EXERCISE TEXT -
Graphic Jump LocationF2 :

(a) Representative cross-sectional optical coherence tomography (OCT) structural image [2.0mm(X)×2.7mm(Z)] of a tissue-like flow phantom and corresponding cross-sectional flow images: (b) ultrahigh-sensitive optical microangiography (UHS-OMAG), (c) correlation mapping OCT (cmOCT), and (e) masked UHS-OMAG (mOMAG), respectively. (d) Binary representation of the cmOCT image (c). (f) to (h) Normalized A-line signal profiles extracted from the middle of each flow image. (i) Error bar graph representing mean and standard deviation of the contrast ratios for each 256 flow images obtained from UHS-OMAG, cmOCT, and mOMAG.

For quantitative comparison of the flow contrast, we calculated contrast ratios (CRs) of the 256 flow images of the tissue phantom obtained with UHS-OMAG, cmOCT, and mOMAG, respectively. Here, CR is defined as ratio of the mean value for the fluid region (30×30pixels) in the tube and for the entire region of the solid gel. Figure 2(i) represents the CRs of the UHS-OMAG, the cmOCT, and the mOMAG images with the error bars [mean±standard deviation (sd)], showing that the mean CR of the mOMAG image is 7 times and 2.5 times greater than those of the UHS-OMAG image and the cmOCT image in our work.

PROMPT -
Answer these from the flow phantom text:
1. What does panel (d) show?
2. How large is the fluid region used to calculate the contrast ratio?
3. How many times greater is the mean contrast ratio of the mOMAG image than that of the cmOCT image?

DATA PROVIDED -
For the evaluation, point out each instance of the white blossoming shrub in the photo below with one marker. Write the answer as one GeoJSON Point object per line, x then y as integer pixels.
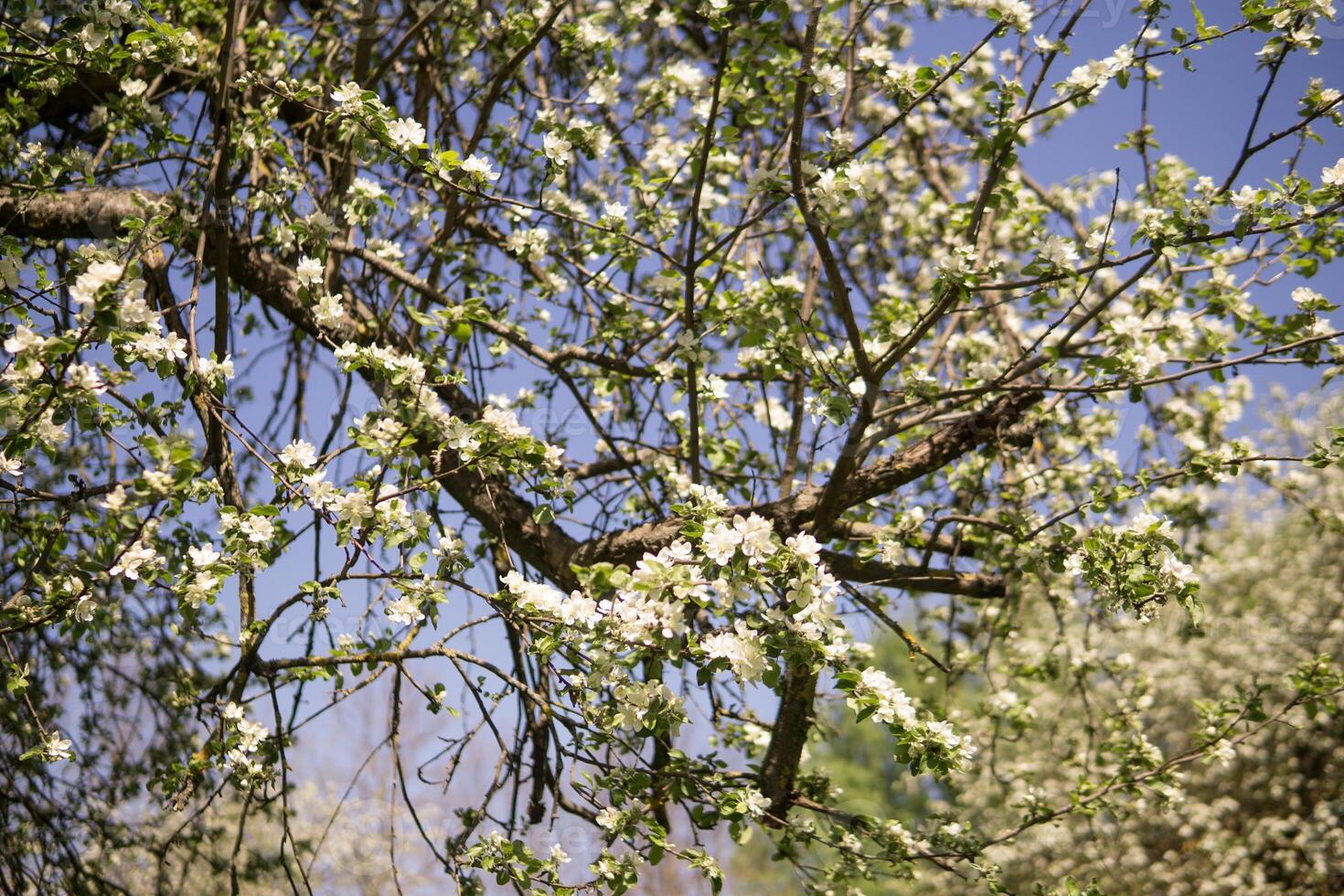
{"type": "Point", "coordinates": [1204, 762]}
{"type": "Point", "coordinates": [545, 409]}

WRITTEN ANSWER -
1. A binary representation of the cmOCT image (c).
2. 30×30 pixels.
3. 2.5 times.